(Stored entries)
BEGIN
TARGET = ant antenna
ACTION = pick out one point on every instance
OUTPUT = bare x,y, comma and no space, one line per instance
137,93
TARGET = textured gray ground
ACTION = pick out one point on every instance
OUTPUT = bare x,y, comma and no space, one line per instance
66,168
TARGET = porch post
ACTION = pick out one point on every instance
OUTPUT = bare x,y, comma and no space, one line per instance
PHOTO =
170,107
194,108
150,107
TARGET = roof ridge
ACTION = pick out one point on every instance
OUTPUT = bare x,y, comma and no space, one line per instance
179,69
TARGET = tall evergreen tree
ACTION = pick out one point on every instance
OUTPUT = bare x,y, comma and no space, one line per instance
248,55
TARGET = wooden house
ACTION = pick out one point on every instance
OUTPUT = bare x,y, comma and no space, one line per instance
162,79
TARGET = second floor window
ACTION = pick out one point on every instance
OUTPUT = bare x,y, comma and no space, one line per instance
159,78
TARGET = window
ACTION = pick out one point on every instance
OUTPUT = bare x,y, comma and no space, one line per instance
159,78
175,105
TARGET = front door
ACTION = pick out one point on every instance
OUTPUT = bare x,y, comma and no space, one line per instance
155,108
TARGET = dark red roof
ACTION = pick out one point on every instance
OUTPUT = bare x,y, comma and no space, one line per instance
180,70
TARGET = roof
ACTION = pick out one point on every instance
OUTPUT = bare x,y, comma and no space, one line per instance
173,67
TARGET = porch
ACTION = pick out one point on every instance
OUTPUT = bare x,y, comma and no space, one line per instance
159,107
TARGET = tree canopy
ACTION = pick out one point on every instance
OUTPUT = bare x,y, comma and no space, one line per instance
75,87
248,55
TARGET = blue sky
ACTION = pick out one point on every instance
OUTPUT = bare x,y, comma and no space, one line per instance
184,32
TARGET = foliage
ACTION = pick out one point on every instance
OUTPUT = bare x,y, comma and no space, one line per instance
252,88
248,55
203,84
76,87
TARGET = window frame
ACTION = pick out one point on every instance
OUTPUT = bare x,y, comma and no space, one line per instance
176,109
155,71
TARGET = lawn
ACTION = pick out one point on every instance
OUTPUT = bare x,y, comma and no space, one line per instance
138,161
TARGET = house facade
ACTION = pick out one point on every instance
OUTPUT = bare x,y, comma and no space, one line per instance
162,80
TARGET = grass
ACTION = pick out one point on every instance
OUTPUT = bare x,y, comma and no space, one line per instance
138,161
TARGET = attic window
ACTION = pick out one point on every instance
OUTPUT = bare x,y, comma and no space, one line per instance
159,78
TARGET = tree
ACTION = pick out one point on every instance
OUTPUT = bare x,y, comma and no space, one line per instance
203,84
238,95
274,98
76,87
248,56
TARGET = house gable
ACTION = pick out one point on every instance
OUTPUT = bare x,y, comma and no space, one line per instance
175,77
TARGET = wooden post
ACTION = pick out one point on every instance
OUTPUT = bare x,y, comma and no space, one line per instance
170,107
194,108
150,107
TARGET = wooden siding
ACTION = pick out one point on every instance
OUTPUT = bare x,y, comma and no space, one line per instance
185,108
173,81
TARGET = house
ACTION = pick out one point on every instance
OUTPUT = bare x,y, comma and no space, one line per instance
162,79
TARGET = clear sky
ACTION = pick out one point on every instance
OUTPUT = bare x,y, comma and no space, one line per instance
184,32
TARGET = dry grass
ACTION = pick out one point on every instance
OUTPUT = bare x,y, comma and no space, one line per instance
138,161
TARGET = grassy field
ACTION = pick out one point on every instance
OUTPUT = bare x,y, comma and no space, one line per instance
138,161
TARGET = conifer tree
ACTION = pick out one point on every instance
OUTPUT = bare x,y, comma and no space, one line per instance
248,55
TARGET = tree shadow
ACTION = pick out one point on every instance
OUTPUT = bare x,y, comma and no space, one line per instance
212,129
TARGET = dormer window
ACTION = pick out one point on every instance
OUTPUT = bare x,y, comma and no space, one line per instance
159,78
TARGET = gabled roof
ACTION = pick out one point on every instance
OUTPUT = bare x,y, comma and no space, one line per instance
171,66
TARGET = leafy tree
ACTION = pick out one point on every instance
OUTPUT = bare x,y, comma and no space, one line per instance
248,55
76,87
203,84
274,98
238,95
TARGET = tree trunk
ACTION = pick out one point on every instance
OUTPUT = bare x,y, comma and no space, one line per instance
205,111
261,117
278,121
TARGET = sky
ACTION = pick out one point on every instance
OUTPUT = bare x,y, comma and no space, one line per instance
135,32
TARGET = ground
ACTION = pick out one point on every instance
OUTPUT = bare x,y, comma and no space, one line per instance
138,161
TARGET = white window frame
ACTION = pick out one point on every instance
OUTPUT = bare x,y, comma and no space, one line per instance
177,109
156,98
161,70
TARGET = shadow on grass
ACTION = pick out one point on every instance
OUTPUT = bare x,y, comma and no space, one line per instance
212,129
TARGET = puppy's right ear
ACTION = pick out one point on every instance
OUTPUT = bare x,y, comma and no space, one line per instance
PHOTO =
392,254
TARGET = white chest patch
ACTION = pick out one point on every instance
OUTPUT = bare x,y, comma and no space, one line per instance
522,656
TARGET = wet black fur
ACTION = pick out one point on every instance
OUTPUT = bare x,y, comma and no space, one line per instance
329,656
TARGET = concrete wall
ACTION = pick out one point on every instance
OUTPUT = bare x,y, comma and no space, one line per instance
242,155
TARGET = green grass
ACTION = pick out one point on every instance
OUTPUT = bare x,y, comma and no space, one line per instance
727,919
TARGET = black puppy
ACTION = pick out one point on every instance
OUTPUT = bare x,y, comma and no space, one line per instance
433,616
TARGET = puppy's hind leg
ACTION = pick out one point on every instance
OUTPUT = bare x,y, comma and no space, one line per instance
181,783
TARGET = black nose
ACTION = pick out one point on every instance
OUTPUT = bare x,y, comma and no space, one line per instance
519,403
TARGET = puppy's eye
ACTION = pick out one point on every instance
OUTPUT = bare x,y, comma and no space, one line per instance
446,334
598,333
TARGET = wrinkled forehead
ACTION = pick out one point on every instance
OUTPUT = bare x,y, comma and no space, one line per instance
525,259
END
Task objective:
Reproduce all lines from the records above that include the word "white".

Solution below:
TARGET = white window frame
TARGET = white chest patch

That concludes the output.